◆ Extrait du texte
Mais d’où vient cette « secte intellectuelle » qui n’a jamais été organisée en parti ?
« Le néoconservatisme est d’abord une histoire new-yorkaise, écrivent Frachon et Vernet, plus exactement une aventure d’intellectuels new-yorkais, pour la plupart juifs ou d’origine irlandaise ; enfin, une affaire de gens de gauche mais antistaliniens. Cette marque des origines ne disparaîtra jamais totalement, au fil de l’histoire qui conduira les néoconservateurs bien loin de là : à la Maison Blanche, à Washington, dans l’entourage des présidents républicains Ronald Reagan et George W. Bush. »
C’est le socialiste Michael Harrington qui, dans les années 1970, donne leur nom aux « néoconservateurs ». Ces derniers ont cherché « le substrat théorique à leur doctrine politique » auprès du philosophe d’origine allemande Leo Strauss. Paul Wolfowitz, fils d’un grand professeur de mathématiques, lui-même universitaire, aujourd’hui adjoint de Donald Rumsfeld à la Défense, et son ami Francis Fukuyama, l’auteur de La Fin de l’histoire, ont été les élèves assidus de Leo Strauss.
Reagan (à la Maison Blanche de 1980 à 1988) mettra le pied à l’étrier à des néoconservateurs comme Richard Perle au Pentagone ou Elliott Abrams au département d’État. Abrams est le gendre de Norman Podhoretz, rédacteur en chef de la revue Commentary et l’un des penseurs du néoconservatisme. Reagan tiendra aussi, le 8 juin 1982, à Londres, devant la Chambre des communes, des propos néocons : « Nous devons être fermes dans notre conviction que la liberté n’est pas l’apanage de quelques chanceux, mais le droit inaliénable et universel de tous les êtres humains. » Et son « empire du Mal » appliqué à l’URSS en 1983 a probablement servi de modèle à « l’axe du Mal » de l’un de ses successeurs. Mais Reagan a su se contenter de formules efficaces, comme celle-ci ou comme « la guerre des étoiles ». Les néocons, eux, ne veulent pas que l’Amérique s’endorme sur ses lauriers. Ils auront, avec George Walker Bush, une autre occasion de mettre leur messianisme en pratique.
Comment l’ont-ils gagné à leur cause ?

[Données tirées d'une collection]

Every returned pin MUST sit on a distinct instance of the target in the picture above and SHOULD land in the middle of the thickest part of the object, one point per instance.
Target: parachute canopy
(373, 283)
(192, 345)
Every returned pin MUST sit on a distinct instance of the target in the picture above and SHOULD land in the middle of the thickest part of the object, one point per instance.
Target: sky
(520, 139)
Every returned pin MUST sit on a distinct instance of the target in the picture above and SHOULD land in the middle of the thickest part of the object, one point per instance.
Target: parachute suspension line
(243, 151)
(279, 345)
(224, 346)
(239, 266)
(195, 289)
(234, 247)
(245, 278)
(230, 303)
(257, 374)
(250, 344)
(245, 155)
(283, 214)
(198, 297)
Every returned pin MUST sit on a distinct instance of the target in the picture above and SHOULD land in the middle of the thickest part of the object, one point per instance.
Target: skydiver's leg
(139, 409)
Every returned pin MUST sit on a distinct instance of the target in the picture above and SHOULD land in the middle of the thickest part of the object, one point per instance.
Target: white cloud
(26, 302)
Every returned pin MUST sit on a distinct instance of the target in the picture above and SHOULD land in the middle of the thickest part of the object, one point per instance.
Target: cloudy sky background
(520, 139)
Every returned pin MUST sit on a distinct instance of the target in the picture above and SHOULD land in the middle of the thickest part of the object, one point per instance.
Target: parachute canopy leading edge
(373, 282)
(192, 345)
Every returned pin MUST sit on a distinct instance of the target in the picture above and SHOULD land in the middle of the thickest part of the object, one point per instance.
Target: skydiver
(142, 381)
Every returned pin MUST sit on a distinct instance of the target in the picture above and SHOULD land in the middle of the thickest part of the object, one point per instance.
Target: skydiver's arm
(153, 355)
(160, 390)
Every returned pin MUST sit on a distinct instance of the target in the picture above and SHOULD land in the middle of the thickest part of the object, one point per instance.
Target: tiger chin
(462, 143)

◆ Objectif
Fournissez la suite du texte consacré au néoconservatisme, en partant de sa dernière phrase. La liste n'a aucun rapport avec le texte.

◆ Problème résolu
« Rien ne prédisposait le quarante-troisième président des États-Unis à s’intéresser à l’univers des néoconservateurs », soulignent Frachon et Vernet. Instinctivement, il est dans la tradition de la droite républicaine, plutôt isolationniste. Il n’a strictement aucune curiosité pour l’étranger. Il déclare au cours de la campagne 2000 : « Si nous sommes une nation arrogante, [les autres pays] nous considéreront ainsi. Mais si nous sommes une nation humble, ils nous respecteront. » De quoi horrifier tout bon néoconservateur. (Sur le conseil de Dick Cheney, Bush avait quand même accepté de se faire briefer par un détachement de néocons lorsque, encore gouverneur du Texas, il avait décidé de se présenter à la Maison Blanche. Conduit par Condoleezza Rice, ce détachement comprenait, entre autres, Richard Perle et Paul Wolfowitz. Ces moniteurs se baptisaient eux-mêmes les « Vulcains », comme le dieu romain du feu. )
C’est « la déflagration du 11 septembre 2001 qui change tout. L’impensable est arrivé . Les néocons sont les seuls dont le discours donne un début d’ »explication » à l’inexplicable. Ils vont convertir le président. De cette conversion, les témoignages abondent. » Et voilà que, sans jamais utiliser l’expression, George W. Bush se met à parler « néoconservateur ».
Cette « irrésistible conversion » n’est pas la première. Bush est un born again Christian qui, la quarantaine venue, a redécouvert la foi et s’est convaincu que Dieu voulait qu’il soit président des États-Unis (voir J.A.I. n° 2278). La particularité de Bush est que, comme l’écrit le New York Times, « sa foi religieuse lui donne une confiance absolue dans ses choix une fois qu’il a décidé telle ou telle politique ». Or son choix, comme celui de Michael Ledeen, c’est le triomphe de la liberté. Il confie à Bob Woodward dans Plan d’attaque : « Je dis que la liberté n’est pas un don de l’Amérique au monde. La liberté est un don de Dieu à chacun dans le monde. Et je crois que nous avons le devoir de libérer les gens. » Ce messianisme militant emprunté aux néoconservateurs s’applique en priorité au monde arabe et à l’Irak. Le 26 février 2002, Bush déclare à l’American Entreprise Institute : « Un nouveau régime en Irak servira d’exemple de liberté, radical et séduisant pour les autres pays de la région. »
Pourquoi l’Irak ?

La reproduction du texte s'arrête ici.